*WHAT TO WORK ON*
Return exactly the span of lines that opens with the line containing "point_to(query) locates a point on each instance of the blurred" and closes with the last line of the data, inclusive.

*DATA FOR THIS EXERCISE*
- - -

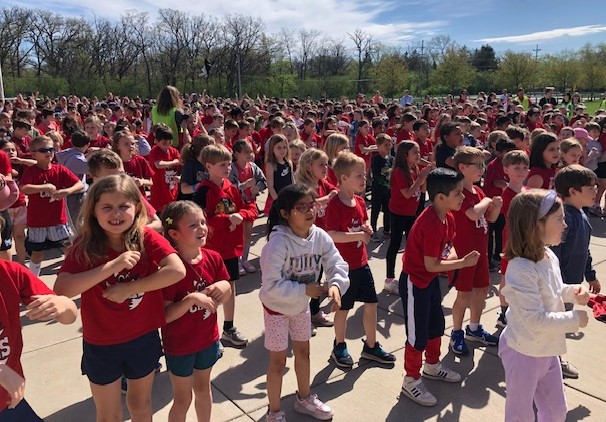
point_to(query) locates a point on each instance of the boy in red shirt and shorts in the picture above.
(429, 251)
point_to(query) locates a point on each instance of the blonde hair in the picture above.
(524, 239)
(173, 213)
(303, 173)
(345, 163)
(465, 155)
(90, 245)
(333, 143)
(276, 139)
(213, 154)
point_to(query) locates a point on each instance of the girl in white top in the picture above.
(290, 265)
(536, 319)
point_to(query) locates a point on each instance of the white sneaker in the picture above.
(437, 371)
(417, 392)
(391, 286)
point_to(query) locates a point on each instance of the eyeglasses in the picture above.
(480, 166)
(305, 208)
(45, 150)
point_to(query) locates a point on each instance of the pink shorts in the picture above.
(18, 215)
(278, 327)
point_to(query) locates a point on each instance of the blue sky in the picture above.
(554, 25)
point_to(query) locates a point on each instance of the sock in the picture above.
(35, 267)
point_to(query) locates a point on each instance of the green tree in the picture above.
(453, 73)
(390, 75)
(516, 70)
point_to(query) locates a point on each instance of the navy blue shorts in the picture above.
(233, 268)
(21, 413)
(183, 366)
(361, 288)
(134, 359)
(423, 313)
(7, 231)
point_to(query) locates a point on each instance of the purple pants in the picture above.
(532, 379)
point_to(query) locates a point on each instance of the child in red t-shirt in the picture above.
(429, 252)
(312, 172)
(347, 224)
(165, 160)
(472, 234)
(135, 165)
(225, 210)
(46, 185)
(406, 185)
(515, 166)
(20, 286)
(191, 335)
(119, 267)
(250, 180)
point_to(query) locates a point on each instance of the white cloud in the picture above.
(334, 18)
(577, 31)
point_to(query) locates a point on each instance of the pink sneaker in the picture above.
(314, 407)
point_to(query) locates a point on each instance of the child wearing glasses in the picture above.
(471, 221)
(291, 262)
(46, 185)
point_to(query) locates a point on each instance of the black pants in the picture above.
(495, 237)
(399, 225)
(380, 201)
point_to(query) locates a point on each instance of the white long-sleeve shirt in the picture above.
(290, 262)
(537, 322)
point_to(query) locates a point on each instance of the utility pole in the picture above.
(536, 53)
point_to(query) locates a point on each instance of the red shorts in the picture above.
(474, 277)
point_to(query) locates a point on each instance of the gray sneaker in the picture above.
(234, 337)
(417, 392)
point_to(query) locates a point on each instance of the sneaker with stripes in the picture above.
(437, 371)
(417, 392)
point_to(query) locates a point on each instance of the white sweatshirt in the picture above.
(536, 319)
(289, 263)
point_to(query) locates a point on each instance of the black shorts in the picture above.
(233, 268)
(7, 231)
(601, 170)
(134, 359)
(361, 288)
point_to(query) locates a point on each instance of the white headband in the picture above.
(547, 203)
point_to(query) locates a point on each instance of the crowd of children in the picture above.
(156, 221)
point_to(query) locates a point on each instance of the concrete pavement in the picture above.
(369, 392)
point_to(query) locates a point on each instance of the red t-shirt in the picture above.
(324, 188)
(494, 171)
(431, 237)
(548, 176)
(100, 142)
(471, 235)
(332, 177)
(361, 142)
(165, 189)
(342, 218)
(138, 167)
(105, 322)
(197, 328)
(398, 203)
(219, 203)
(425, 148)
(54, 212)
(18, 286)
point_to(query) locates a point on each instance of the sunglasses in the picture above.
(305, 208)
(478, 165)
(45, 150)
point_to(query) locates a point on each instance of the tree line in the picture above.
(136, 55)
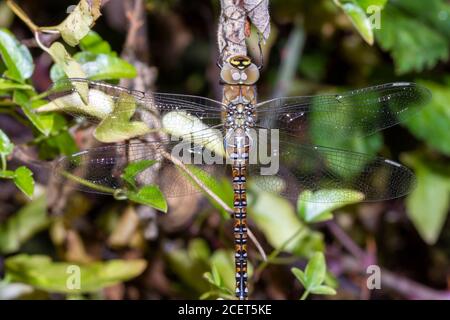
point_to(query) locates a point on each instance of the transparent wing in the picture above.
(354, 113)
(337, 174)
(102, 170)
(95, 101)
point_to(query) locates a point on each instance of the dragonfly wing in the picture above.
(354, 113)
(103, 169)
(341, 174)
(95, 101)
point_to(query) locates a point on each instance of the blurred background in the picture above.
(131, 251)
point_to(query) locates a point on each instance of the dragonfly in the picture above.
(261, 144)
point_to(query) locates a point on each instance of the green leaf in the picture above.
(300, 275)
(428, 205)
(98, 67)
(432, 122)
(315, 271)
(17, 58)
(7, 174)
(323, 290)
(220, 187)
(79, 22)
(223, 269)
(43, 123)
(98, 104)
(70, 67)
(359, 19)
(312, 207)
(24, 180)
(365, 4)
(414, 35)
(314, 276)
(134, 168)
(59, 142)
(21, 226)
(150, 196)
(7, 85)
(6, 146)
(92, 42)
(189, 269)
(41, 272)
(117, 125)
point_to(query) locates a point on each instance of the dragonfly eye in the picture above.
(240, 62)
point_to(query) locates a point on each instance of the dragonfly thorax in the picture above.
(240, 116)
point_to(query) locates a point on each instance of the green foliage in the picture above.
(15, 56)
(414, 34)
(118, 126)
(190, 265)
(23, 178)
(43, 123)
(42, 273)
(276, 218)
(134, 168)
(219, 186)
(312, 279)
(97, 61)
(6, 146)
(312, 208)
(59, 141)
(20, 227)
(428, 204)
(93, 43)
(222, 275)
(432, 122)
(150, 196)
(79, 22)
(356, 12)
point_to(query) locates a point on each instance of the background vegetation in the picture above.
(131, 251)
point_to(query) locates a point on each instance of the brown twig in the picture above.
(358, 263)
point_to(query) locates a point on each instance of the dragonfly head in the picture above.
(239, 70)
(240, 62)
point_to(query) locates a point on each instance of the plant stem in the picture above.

- - -

*EXERCISE ANSWER*
point_to(query) locates a point on each instance of the blurred background in the picture above.
(131, 251)
point_to(query) locates a point on each instance of the dragonfly in the picture above.
(261, 144)
point_to(query) locates a point on each instance of the green leaf in the picture above.
(300, 275)
(428, 205)
(98, 67)
(432, 122)
(315, 271)
(17, 58)
(7, 174)
(323, 290)
(220, 187)
(79, 22)
(223, 269)
(43, 123)
(98, 104)
(70, 67)
(359, 19)
(312, 207)
(24, 180)
(365, 4)
(414, 35)
(314, 276)
(134, 168)
(59, 142)
(21, 226)
(150, 196)
(7, 85)
(6, 146)
(92, 42)
(189, 269)
(41, 272)
(117, 125)
point_to(query) locates a point on each instance of the dragonfly eye in the picture above.
(240, 62)
point_to(query) locates a point on each instance of the dragonfly thorax in the picture above.
(240, 116)
point_to(query) locates a point on each instance of the green foliage in the picture above.
(15, 56)
(414, 34)
(118, 126)
(190, 265)
(23, 178)
(43, 123)
(42, 273)
(276, 218)
(134, 168)
(219, 186)
(312, 279)
(97, 61)
(6, 146)
(312, 208)
(59, 141)
(20, 227)
(428, 204)
(93, 43)
(222, 275)
(432, 122)
(150, 196)
(79, 22)
(356, 12)
point_to(query) locates a point on each instance of the background vegetation in the picture above.
(131, 251)
point_to(query) locates a point on each instance of the brown twig in the picture above.
(358, 263)
point_to(query) locates a point on each instance of the dragonfly head in the picture above.
(239, 70)
(240, 62)
point_to(query) locates a point on each instance of the plant stem in the picture above.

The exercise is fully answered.